▶ [TASK GOAL]: Only the lines below starting at the one containing "of the stained" and ending at the one containing "of the bush" belong in the answer, each copied exactly.

▶ [EXERCISE INPUT]:
Content starts

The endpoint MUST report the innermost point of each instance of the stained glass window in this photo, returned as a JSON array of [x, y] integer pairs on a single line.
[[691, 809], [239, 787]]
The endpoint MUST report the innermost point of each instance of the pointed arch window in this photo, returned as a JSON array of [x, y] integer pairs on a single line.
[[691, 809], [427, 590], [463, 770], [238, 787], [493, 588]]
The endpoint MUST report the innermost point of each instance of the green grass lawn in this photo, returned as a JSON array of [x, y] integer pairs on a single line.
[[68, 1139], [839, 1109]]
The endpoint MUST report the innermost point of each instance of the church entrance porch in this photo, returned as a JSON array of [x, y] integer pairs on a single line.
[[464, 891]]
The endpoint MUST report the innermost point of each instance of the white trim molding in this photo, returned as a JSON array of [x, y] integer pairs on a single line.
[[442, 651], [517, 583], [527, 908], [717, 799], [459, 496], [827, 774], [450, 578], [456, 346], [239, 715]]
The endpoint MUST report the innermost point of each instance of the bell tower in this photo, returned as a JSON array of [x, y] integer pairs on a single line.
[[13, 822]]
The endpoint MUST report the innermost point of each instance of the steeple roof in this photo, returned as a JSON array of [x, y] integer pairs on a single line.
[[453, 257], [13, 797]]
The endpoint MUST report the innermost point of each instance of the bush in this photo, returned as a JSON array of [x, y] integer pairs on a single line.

Content ends
Content starts

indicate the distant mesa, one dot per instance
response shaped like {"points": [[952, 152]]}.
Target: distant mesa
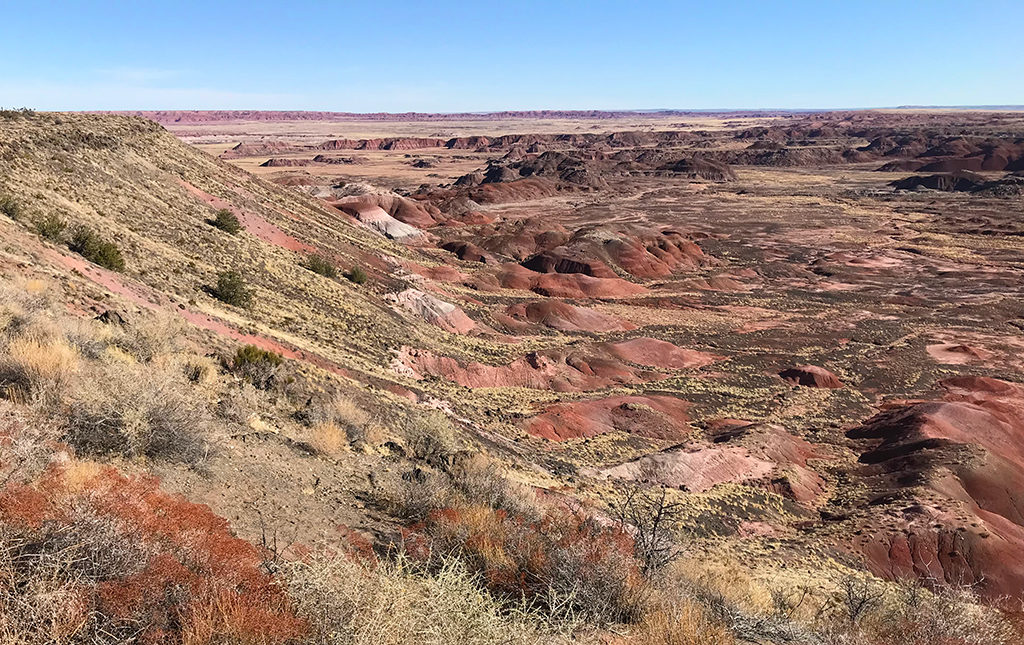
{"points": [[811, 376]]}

Content ends
Content starts

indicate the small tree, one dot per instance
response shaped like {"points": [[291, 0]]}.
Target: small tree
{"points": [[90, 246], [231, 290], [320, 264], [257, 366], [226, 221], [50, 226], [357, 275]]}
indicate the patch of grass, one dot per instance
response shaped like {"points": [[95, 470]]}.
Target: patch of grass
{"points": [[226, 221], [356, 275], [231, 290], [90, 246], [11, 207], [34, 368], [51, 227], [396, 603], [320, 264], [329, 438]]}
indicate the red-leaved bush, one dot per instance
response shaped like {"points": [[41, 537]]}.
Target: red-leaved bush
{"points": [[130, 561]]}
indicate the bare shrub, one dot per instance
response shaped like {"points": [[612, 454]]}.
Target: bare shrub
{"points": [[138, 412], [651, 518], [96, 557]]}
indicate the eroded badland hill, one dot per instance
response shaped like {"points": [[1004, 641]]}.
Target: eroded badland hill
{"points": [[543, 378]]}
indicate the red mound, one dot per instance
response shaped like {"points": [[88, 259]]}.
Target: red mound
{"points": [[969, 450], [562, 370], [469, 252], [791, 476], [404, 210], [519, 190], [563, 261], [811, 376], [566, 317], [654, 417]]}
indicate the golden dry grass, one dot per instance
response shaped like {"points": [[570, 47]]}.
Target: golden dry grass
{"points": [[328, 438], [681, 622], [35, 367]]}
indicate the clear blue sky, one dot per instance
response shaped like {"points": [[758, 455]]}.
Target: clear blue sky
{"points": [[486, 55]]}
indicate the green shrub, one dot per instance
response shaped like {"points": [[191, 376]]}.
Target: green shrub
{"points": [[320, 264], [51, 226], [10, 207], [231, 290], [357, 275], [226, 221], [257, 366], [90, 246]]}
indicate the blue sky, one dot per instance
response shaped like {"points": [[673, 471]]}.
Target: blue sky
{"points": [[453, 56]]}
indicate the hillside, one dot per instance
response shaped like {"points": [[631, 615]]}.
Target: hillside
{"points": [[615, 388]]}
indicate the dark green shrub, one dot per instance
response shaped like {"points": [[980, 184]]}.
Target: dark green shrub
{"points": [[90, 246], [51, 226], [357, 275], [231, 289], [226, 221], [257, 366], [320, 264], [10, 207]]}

Content ends

▶ [OUTPUT FOR THIS TASK]:
The endpoint MUST report the innermost point of each instance of the stained glass window in this photo, returned as a JSON array of [x, y] integer pairs on a single line.
[[691, 809], [239, 787]]
The endpoint MUST report the innermost point of each instance of the pointed arch window in this photo, returned as a JSON array of [x, y] integer pairs on a single line.
[[691, 809], [427, 590], [463, 770], [238, 787], [493, 588]]
The endpoint MUST report the innermost point of each instance of the green grass lawn in this photo, returned as a JSON array of [x, y] integer pairs on a single line.
[[68, 1139], [839, 1109]]
The endpoint MUST report the innermost point of each instance of the church entrance porch in this photo, returned as a JSON array of [x, y] integer pairs on a single line.
[[464, 891]]
The endpoint MUST report the innermost point of each instance of the white trim molding in this photo, returned as a JSON array of [x, y] integer pairs on a single line.
[[442, 651], [517, 583], [527, 908], [717, 799], [459, 496], [827, 774], [450, 578], [456, 346], [239, 715]]
The endpoint MUST report the innermost point of each instance of the bell tower in this photo, returned as a JSON array of [x, y] integer pairs on a single line.
[[13, 822]]
The endpoint MUST report the innermost point of each instance of the steeple roof in this photo, returned as a JSON array of [x, y] integer pairs on a single line.
[[453, 257], [13, 797]]
The endpoint MUST report the innermost point of each instance of the bush in this photo, returned as a JSON array of [x, y] integer pairs on a single line.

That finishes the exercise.